┏━━

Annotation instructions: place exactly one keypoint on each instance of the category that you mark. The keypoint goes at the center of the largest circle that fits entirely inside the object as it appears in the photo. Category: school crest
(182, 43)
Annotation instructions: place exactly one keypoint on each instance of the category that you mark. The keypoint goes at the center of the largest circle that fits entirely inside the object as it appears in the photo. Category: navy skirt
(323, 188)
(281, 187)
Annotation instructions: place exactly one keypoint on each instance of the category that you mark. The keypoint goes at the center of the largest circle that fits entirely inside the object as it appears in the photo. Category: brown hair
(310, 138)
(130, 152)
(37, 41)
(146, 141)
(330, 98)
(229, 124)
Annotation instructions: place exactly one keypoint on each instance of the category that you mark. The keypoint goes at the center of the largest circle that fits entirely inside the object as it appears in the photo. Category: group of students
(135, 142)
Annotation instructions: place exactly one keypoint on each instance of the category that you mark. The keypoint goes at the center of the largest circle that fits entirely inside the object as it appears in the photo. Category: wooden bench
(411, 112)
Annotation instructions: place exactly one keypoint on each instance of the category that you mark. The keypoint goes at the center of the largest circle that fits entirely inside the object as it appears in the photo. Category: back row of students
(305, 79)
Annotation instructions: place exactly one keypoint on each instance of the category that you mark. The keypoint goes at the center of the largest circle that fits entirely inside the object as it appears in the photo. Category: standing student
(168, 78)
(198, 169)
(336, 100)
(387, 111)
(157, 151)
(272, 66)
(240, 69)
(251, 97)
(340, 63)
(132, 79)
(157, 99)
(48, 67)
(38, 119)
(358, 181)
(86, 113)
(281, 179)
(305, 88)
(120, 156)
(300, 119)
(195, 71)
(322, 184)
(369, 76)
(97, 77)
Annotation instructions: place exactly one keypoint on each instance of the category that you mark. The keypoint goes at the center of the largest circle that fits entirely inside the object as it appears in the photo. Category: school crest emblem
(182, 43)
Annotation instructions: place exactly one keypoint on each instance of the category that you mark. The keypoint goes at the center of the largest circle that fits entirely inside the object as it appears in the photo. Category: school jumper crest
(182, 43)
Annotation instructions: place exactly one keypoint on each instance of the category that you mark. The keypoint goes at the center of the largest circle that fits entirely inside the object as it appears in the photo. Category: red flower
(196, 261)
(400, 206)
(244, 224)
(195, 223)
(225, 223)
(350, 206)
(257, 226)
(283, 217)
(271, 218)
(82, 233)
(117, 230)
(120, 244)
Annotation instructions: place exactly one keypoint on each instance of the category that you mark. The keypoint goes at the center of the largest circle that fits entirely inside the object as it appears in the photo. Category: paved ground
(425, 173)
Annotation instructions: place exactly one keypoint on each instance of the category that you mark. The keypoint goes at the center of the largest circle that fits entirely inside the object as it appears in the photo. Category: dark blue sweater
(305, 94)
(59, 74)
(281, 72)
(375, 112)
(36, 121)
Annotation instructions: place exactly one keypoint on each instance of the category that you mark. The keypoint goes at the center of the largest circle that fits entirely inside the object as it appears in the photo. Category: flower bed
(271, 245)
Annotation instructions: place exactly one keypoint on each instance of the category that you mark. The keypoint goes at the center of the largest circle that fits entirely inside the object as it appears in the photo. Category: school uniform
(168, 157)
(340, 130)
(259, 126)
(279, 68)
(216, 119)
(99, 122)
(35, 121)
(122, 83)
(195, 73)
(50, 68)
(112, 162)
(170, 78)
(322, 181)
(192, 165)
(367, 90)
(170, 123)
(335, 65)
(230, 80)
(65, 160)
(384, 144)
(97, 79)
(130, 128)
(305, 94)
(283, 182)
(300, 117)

┗━━

### Work order
Having looked over the entries above, reproduce all of them exactly.

### Exercise solution
Annotation instructions: place exactly one keypoint on each instance of the category that you mark. The keypoint goes at the center of the largest circle that fits entirely inside the object as it appears in the photo. Category: school crest
(182, 43)
Annotation instructions: place exactly one keypoint on each instance of the category that you mark. The keypoint goes at the center of the largest circle that fits entirely inside the object as it appears in the photo. Category: navy skirt
(323, 188)
(281, 187)
Annotation instructions: place exactly one keypoint on each instance of the category that you mark. The keypoint goes at the center of the largest circle that fits entirely inside the object as it appears in the photo. Category: brown hair
(310, 138)
(130, 152)
(37, 41)
(146, 141)
(330, 98)
(229, 124)
Annotation instructions: place exactly one keypoint on each instance of the category that you mark. The keypoint goes at the center of the largest circle that fits entirely inside the object as it appears in the photo. Category: group of students
(135, 142)
Annotation instructions: place exactly one keypoint on each instance of the category that you mark. The keypoint goes at the center of the largest circle that fits entirely inside the object as it appears in the photo. Category: wooden bench
(411, 112)
Annotation instructions: place exactly one keypoint on each instance of the category that you mark. The keypoint goes at the center of the largest circle that fits entirely inside the object as it appears in the photo. Category: back row of students
(305, 79)
Annotation instructions: place exactly one keypoint on each instance of the category that you mark. The keypoint goes at the center of the largest circle that fits entirely inside the object as it appears in the photo. Category: standing student
(168, 78)
(198, 169)
(336, 100)
(387, 111)
(157, 151)
(272, 66)
(240, 69)
(251, 97)
(340, 63)
(132, 79)
(157, 99)
(48, 67)
(38, 119)
(358, 181)
(86, 113)
(281, 179)
(305, 88)
(120, 156)
(300, 119)
(195, 71)
(322, 184)
(369, 76)
(97, 77)
Annotation instructions: place exactly one keypoint on each instance of the category that you mark. The keypoint goes at the center of the largest circle that fits entirely inside the object as it appears in the photo. Category: school crest emblem
(182, 43)
Annotation instructions: place exactly one keypoint on each instance of the category that you mark. The keypoint goes at the center of the largest circle that fits entirely inside the object as it appears in the photo. Category: school jumper crest
(182, 43)
Annotation instructions: place exactly one keypoint on each instance of the category that you mark. The keypoint goes at the center of the largest circle that fits entirely inside the object as it appears in the photo. Category: red flower
(196, 261)
(400, 206)
(244, 224)
(195, 223)
(225, 223)
(350, 206)
(257, 226)
(283, 217)
(271, 218)
(82, 233)
(117, 230)
(120, 244)
Annotation instructions: place exactly one keypoint on each instance of the category that you mark. The keypoint goes at the center of the largest circle that fits entirely inside the object as it appears in the photo. Category: paved ground
(425, 173)
Annotation instructions: place exactly one keypoint on each instance of the category that you mark. The keypoint goes at the center of the largest circle that fits entirely inside the object as it appears in the photo. Category: dark blue sweater
(305, 94)
(59, 74)
(281, 72)
(375, 112)
(36, 121)
Annotation instructions: place exactly one keypoint on each instance of the category that you mark. The keypoint goes at the center of the largest circle that fits entirely inside the object as it appears in the photo. Category: flower bed
(271, 245)
Annotation instructions: place exactly one keypoint on each instance of the category that you mark. The keypoint goes at the center of the largest circle that fits entirely inside the object as it appears in the photo. Category: school uniform
(168, 157)
(340, 130)
(259, 126)
(279, 68)
(216, 119)
(99, 122)
(35, 121)
(122, 83)
(195, 73)
(50, 68)
(112, 162)
(170, 78)
(322, 181)
(192, 165)
(367, 90)
(170, 123)
(335, 65)
(230, 80)
(65, 160)
(384, 144)
(97, 79)
(130, 128)
(305, 94)
(283, 182)
(300, 117)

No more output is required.